TEXT ▸
Time Complexities of all Sorting Algorithms

Last Updated : 19 Mar, 2025

The efficiency of an algorithm depends on two parameters:

Time Complexity
Auxiliary Space

Both are calculated as the function of input size(n). One important thing here is that despite these parameters, the efficiency of an algorithm also depends upon the nature and size of the input.

Time Complexity:

Time Complexity is defined as order of growth of time taken in terms of input size rather than the total time taken. It is because the total time taken also depends on some external factors like the compiler used, the processor’s speed, etc.

Auxiliary Space:

Auxiliary Space is extra space (apart from input and output) required for an algorithm.

Types of Time Complexity :

Best Time Complexity: Define the input for which the algorithm takes less time or minimum time. In the best case calculate the lower bound of an algorithm. Example: In the linear search when search data is present at the first location of large data then the best case occurs.
Average Time Complexity: In the average case take all random inputs and calculate the computation time for all inputs.

TO DO ▸
1 > Copy the text on sorting algorithm complexities between "Time Complexity is" and "for an algorithm.", inclusive, renaming "compiler" to "interpreter".
2 > According to the text on sorting algorithm complexities, what are all the things the efficiency of an algorithm depends on?
3 > Answer these questions from the text on sorting algorithm complexities.
(a) What is auxiliary space?
(b) In linear search, when does the best case occur?
(c) On what date was the text last updated?
The records have no connection to the text on sorting algorithm complexities.

Dataset records about object locations ▸
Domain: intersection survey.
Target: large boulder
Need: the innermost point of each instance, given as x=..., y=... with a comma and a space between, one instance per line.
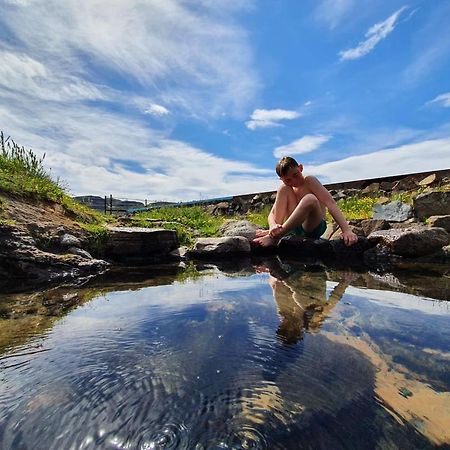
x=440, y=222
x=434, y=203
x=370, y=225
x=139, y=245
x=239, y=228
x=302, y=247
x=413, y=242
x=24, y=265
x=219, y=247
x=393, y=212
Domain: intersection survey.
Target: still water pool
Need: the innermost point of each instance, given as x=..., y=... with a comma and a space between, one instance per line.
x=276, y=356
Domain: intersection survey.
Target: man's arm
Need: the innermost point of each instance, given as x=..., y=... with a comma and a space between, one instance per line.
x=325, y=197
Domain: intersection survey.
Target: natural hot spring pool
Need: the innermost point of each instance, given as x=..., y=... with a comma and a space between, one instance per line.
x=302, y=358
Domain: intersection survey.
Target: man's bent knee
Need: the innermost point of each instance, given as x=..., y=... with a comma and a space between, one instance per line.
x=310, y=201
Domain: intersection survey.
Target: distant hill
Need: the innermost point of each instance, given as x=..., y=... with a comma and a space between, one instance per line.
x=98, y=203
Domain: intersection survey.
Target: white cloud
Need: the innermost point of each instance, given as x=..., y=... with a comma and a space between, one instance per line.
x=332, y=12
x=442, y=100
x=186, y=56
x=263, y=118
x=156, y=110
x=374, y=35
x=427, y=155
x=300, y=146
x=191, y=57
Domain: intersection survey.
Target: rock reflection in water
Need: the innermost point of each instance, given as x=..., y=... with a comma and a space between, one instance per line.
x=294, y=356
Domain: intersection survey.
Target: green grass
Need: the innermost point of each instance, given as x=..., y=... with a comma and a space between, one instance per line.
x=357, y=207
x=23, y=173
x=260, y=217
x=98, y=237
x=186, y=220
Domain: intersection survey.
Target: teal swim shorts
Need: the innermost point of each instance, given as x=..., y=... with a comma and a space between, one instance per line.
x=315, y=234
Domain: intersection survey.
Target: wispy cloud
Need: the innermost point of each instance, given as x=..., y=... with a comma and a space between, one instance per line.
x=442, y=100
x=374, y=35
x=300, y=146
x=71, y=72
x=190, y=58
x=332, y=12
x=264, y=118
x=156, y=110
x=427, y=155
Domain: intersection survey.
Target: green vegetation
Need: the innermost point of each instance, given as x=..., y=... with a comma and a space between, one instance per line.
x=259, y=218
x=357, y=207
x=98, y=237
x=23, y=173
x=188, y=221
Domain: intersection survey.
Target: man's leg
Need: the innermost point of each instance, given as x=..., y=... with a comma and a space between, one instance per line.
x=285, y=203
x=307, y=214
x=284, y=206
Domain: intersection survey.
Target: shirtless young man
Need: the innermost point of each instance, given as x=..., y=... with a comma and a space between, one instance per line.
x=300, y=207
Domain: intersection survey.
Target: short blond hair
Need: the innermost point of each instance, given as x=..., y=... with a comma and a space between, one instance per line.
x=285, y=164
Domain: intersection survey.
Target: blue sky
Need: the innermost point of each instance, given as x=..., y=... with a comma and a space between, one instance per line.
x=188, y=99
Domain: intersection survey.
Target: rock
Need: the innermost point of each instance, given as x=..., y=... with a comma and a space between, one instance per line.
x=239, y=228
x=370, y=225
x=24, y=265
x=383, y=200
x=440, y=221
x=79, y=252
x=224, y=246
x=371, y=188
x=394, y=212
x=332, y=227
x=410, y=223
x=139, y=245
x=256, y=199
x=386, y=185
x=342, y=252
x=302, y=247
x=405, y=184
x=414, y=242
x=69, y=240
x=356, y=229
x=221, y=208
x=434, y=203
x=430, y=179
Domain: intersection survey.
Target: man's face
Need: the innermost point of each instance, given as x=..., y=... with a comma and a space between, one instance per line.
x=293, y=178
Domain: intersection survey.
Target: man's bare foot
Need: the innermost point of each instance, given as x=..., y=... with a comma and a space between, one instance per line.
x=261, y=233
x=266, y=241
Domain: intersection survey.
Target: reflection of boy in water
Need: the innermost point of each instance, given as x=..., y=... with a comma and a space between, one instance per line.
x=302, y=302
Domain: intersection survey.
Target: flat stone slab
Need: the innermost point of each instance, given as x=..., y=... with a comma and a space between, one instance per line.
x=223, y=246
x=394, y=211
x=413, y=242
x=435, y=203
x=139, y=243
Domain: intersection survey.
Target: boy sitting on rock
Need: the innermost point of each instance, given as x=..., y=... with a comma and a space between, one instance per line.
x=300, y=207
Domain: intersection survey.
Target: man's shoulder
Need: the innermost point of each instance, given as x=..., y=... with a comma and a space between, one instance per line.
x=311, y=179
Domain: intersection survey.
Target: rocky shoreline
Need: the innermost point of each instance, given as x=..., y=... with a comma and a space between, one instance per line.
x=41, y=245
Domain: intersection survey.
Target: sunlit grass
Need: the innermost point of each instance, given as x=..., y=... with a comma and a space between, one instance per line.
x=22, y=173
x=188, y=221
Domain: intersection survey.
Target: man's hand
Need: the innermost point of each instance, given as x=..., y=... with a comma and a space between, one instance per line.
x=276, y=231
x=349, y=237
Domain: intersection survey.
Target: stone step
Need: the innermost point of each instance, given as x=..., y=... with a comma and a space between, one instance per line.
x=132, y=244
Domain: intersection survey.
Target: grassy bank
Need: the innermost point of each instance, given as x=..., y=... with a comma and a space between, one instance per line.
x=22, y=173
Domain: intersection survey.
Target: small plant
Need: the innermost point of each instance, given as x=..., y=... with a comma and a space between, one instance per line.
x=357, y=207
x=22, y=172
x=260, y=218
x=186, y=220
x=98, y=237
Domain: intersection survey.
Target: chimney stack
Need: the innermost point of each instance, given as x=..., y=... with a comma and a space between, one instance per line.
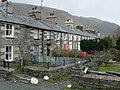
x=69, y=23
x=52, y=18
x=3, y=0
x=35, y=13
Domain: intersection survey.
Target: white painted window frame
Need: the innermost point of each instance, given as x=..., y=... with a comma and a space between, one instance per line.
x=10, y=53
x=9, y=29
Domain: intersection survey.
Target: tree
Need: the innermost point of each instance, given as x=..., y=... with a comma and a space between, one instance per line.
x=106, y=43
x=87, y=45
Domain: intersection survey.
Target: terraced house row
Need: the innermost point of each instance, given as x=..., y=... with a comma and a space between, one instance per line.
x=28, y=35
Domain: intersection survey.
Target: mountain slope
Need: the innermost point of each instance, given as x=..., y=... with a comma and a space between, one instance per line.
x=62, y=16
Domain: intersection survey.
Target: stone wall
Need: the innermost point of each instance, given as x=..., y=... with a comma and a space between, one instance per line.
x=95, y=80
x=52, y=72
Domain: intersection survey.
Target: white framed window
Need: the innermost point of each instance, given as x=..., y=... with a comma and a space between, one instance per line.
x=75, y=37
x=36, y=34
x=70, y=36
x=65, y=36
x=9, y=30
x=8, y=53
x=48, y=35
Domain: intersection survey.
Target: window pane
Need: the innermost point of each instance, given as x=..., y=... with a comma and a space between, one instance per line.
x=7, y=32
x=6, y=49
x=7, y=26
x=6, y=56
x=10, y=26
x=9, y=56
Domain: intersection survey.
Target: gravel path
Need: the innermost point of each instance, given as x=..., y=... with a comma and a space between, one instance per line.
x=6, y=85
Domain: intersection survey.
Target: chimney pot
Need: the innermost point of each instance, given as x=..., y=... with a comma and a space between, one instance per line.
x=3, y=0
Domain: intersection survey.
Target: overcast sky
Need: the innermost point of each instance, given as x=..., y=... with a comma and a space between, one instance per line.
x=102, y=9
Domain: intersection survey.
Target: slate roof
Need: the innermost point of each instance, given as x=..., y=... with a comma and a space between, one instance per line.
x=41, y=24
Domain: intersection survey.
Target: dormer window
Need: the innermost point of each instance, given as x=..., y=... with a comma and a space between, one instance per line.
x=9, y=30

THE REPLIES ▸
1 >
Time Complexity is defined as order of growth of time taken in terms of input size rather than the total time taken. It is because the total time taken also depends on some external factors like the interpreter used, the processor’s speed, etc.

Auxiliary Space:

Auxiliary Space is extra space (apart from input and output) required for an algorithm.

2 > Time complexity, auxiliary space, the nature of the input and the size of the input.

3 >
(a) Auxiliary space is extra space, apart from input and output, required for an algorithm.
(b) The best case occurs when the search data is present at the first location of large data.
(c) 19 Mar, 2025.